Öner Yağcı

TÜYAP İstanbul Kitap Fuarı’ndan

24 Kasım 2018 Cumartesi

Ne büyük coşkuydu benim için,hiç unutmam...
İlk romanım Kardelen 1987 Nisanı’nda Cem Yayınevi’nce yayımlanmıştı. 12 Eylül’ün darbesini yiyen insanlar müthiş bir dayanışmayla romanı sahiplenmişti. Gazetelerde, dergilerde hakkında çokça yazı çıkmıştı. Anadolu’nun dört bir yanındaki kitapçılara imzadan imzaya koşuyordum ve ilk kitabımla birlikte Cem Yayınevi’nde çalışmaya başlamıştım.
TÜYAP İstanbul Kitap Fuarı’ndan hemen önce ikinci romanım Turnalar yayımlanmıştı ve iki kitabımla fuarda görücüye çıkacaktım. Büyük bir heves ve coşkuyla ve mahcup olmayayım duygusuyla eşe dosta, konuya komşuya haber vermiştim. Kardeşlerim ve o zaman yeni geldiğim İstanbul’da az sayıda olan arkadaşlarım da seferber olmuştu kendi çevrelerine duyurmaya. Çok heyecanlıydım ve imza günümü iple çektim. Öyle bir dostluk ve dayanışma ağı örülmüştü ki birkaç saat içinde kitaplar eriyip bitmişti.
========================================================================
İstenen Görevler:
(A) Kitap fuarı anısına göre aşağıdaki soruları yanıtlayın:
(i) İlk roman Kardelen hangi ay ve yılda yayımlanmıştı?
(ii) Fuardan hemen önce yayımlanan ikinci romanın adı nedir?
(iii) İmza gününde kitaplar ne kadar sürede tükenmişti?
(B) Lütfen kitap fuarı anısını son cümleden sonra kaldığı yerden sürdürün.
Satırların bu işle hiçbir ilgisi yok.

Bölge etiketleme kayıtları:
========================================================================
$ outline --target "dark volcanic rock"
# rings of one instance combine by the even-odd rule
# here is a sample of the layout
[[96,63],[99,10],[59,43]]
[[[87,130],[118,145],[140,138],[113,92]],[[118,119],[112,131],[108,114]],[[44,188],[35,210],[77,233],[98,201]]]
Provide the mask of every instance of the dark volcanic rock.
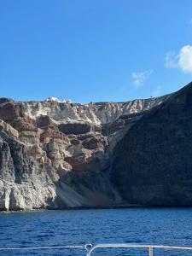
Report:
[[65,134],[83,134],[90,131],[90,125],[88,123],[66,123],[59,125],[59,130]]
[[117,144],[112,180],[130,203],[192,206],[192,83],[154,108]]

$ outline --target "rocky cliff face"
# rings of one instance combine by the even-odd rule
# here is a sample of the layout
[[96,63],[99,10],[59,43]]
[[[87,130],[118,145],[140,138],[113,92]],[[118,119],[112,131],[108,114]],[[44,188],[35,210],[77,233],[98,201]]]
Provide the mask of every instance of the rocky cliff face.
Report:
[[[174,96],[87,105],[0,98],[0,210],[141,203],[128,195],[130,173],[137,174],[127,163],[141,170],[131,154],[136,157],[139,147],[145,154],[140,140],[145,135],[148,141],[151,131],[149,125],[137,127],[172,99],[177,105]],[[155,124],[152,128],[155,133]]]
[[192,206],[192,83],[154,107],[118,143],[112,180],[124,199]]

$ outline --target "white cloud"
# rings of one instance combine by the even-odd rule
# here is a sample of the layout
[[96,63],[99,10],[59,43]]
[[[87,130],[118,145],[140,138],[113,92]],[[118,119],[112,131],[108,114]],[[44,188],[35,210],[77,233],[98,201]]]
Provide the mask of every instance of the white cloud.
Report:
[[165,66],[166,68],[175,68],[178,67],[178,55],[174,51],[169,51],[166,54]]
[[184,73],[192,73],[192,46],[184,45],[178,55],[168,52],[165,58],[166,68],[180,68]]
[[131,78],[133,79],[133,84],[135,88],[139,88],[144,83],[144,81],[153,73],[153,70],[143,72],[133,72]]
[[162,87],[161,86],[157,86],[154,90],[152,92],[152,96],[156,97],[159,96],[160,94]]
[[192,73],[192,46],[185,45],[181,49],[179,54],[179,67],[185,73]]

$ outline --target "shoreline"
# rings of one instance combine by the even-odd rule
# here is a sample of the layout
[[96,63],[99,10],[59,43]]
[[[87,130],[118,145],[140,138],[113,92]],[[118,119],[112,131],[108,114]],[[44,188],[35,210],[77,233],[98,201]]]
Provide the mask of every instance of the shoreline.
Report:
[[61,209],[32,209],[32,210],[11,210],[11,211],[0,211],[2,213],[30,213],[30,212],[55,212],[55,211],[76,211],[76,210],[113,210],[113,209],[130,209],[130,208],[192,208],[192,206],[143,206],[143,205],[129,205],[129,206],[113,206],[113,207],[65,207]]

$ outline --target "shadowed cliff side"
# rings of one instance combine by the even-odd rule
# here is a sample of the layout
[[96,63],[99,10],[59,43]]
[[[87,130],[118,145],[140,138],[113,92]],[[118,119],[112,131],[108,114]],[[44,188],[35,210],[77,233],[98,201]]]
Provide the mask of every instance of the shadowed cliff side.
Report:
[[114,148],[111,177],[129,203],[192,206],[192,83],[131,127]]

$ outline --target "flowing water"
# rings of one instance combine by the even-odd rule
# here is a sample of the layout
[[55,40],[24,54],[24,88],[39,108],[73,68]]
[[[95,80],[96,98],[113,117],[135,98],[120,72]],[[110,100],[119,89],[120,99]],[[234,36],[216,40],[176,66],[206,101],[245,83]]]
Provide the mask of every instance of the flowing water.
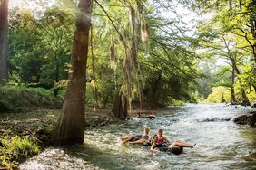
========================================================================
Yanıtlar:
(A)
(i) 1987 yılının Nisan ayında.
(ii) Turnalar.
(iii) Birkaç saat içinde.

(B)
O gün yaşanan bir olayı bir süre sonra öğrenmiştim. Benim önümde uzayan kuyrukları gören bir yazar, yanındaki Salâh Birsel’e, “Görüyor musun parayla tutulmuş adamlar kuyruğa girmişler” deyince, o şöyle karşılık vermiş: “Ne parayla tutulması yahu!.. Bu insanların gözlerindeki ışıltıya, giyimlerine, davranışlarına baksana... Bu, müthiş bir dayanışma ve sahiplenme örneğidir, göğsümüz kabarmalı!..”
İlk kitap fuarı deneyimimden aklımda bunlar kaldı. Sonraki 30 yılda sürdürdüğüm yazarlık ve yayıncılık yaşamımda giderek yaygınlaşan onlarca kitap fuarına katıldım.
TÜYAP’ın Türkiye Yayıncılar Birliği işbirliğiyle düzenlediği, okullarıyla gelen 183 bin 755 öğrencinin, toplam 611 bin 444 kişinin ziyaret ettiği 37. Uluslararası İstanbul Kitap Fuarı ve Artist 2018 28. İstanbul Sanat Fuarı 10-18 Kasım günleri arasında gerçekleşti. Ülkemizin ilk ve en büyük kitap fuarı olarak okurlarla kitapları, yayıncıları, yazarları, kültürel kitle örgütlerini buluşturan fuarda gerçekleştirilen toplantılar da kitaplar kadar ilgi çekmeye devam etti.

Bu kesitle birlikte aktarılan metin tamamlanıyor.